• _SHORT EXERCISE_
Could you update the listing below so that every "instance" becomes "occurrence", with nothing else altered?

• _Records from a data source_
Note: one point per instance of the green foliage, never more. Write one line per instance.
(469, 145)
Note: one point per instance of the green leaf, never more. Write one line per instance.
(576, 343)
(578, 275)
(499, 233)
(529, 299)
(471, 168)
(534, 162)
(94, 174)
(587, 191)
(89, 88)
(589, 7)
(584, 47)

• _COMPLETED EXERCISE_
Note: one point per occurrence of the green foliage, never more. Write one line per occurrence.
(469, 145)
Note: one point per occurrence of the green leaf, never more. Write one line per occurrence.
(576, 343)
(578, 275)
(499, 233)
(529, 299)
(471, 168)
(534, 162)
(94, 174)
(587, 191)
(89, 88)
(589, 7)
(584, 47)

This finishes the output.